SOURCE EXTRACT:
-- Start --
Clutterbugsmum · 01/07/2014 20:57

Hopefully your nndn (nice next door neighbour) will point out to her how selfish she being about a play area for a child who needs it.

Personnelly I would include as many tall shrubs/trees planted down the ugly wall side and will block her view completely.

missymayhemsmum · 01/07/2014 21:01

Have you invited next doors kids to use the frame? The treehouse in my garden has an entirely unreasonable view of my neighbour's house and garden. But as it's mostly her sons and their friends using it, she has never complained!

Make the point that you have altered the plans, you are sorry it inconveniences her, she'll get over it.

ClimbingFrameWars · 01/07/2014 21:27

Plans are altered, as detailed above. And yes, her children will be more than welcome to play on the frame. I expect it will become a bit of a magnet for lots of the children in the street (and happy for it to be).
-- End --
DATA SHOWN:
-- Start --
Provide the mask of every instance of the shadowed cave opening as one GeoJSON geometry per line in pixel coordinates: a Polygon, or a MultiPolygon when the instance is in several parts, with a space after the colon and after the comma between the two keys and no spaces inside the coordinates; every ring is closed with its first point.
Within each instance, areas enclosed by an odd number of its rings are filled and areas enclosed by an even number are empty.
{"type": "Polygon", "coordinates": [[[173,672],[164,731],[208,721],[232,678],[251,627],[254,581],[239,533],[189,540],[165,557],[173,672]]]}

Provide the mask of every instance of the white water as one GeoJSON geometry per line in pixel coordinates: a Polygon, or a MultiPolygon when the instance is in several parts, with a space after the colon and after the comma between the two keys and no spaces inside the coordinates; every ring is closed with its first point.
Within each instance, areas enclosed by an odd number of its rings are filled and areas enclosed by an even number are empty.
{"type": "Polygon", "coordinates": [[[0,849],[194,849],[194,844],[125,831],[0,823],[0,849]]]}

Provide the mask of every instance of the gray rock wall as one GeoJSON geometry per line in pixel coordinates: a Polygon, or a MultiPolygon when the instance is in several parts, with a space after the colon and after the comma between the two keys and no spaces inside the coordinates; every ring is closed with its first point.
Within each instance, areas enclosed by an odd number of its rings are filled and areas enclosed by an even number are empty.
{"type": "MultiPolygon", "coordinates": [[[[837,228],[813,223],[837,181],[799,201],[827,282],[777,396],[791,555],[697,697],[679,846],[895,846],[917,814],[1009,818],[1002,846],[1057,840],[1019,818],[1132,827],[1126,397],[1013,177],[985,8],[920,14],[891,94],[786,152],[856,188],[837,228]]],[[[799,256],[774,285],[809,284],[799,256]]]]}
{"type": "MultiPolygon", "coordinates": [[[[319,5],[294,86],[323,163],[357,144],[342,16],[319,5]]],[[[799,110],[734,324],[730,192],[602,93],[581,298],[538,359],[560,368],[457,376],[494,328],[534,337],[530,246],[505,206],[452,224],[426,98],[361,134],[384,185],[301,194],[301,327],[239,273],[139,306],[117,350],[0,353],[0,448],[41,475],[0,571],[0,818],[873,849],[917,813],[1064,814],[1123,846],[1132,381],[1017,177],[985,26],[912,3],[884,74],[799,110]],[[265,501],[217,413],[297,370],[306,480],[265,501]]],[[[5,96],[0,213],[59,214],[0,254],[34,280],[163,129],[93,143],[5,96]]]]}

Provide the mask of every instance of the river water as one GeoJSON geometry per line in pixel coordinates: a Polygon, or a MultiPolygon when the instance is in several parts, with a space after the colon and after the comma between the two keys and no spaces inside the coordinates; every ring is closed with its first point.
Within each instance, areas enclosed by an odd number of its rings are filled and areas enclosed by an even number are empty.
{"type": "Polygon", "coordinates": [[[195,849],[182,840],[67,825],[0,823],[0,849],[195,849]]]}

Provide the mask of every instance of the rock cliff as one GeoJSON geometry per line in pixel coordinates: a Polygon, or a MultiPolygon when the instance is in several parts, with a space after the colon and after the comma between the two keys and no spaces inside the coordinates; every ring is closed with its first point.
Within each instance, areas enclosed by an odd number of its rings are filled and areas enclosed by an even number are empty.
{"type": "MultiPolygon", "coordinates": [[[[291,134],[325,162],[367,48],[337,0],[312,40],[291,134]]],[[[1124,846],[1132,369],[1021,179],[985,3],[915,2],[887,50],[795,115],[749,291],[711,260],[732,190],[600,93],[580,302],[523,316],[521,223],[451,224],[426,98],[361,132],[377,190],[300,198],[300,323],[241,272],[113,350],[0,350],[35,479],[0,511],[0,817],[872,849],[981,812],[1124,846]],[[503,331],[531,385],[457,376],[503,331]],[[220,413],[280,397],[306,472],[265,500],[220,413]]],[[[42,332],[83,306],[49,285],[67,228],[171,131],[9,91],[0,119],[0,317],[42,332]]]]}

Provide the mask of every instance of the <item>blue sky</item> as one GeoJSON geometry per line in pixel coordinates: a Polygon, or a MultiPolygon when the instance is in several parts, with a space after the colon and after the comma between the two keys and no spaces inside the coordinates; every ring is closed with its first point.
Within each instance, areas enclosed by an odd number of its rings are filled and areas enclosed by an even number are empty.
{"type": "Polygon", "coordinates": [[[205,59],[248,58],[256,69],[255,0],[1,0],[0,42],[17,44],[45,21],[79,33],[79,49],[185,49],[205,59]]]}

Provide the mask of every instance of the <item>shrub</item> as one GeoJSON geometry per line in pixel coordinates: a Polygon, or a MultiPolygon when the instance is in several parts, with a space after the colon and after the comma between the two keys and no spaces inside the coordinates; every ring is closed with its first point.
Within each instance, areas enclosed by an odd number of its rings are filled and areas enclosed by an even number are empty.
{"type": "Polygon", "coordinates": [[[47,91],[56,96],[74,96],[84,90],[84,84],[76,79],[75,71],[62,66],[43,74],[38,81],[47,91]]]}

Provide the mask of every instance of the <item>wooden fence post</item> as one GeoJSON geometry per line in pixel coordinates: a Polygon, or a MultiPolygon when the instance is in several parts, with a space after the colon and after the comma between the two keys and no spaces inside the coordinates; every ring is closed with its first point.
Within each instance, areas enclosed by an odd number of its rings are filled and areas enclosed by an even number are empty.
-- End --
EXERCISE GOAL: Output the full forum thread about the neighbor and the climbing frame, word for word. These records were taken from a separate source.

ANSWER TO THE EXERCISE:
Clutterbugsmum · 01/07/2014 20:57

Hopefully your nndn (nice next door neighbour) will point out to her how selfish she being about a play area for a child who needs it.

Personnelly I would include as many tall shrubs/trees planted down the ugly wall side and will block her view completely.

missymayhemsmum · 01/07/2014 21:01

Have you invited next doors kids to use the frame? The treehouse in my garden has an entirely unreasonable view of my neighbour's house and garden. But as it's mostly her sons and their friends using it, she has never complained!

Make the point that you have altered the plans, you are sorry it inconveniences her, she'll get over it.

ClimbingFrameWars · 01/07/2014 21:27

Plans are altered, as detailed above. And yes, her children will be more than welcome to play on the frame. I expect it will become a bit of a magnet for lots of the children in the street (and happy for it to be).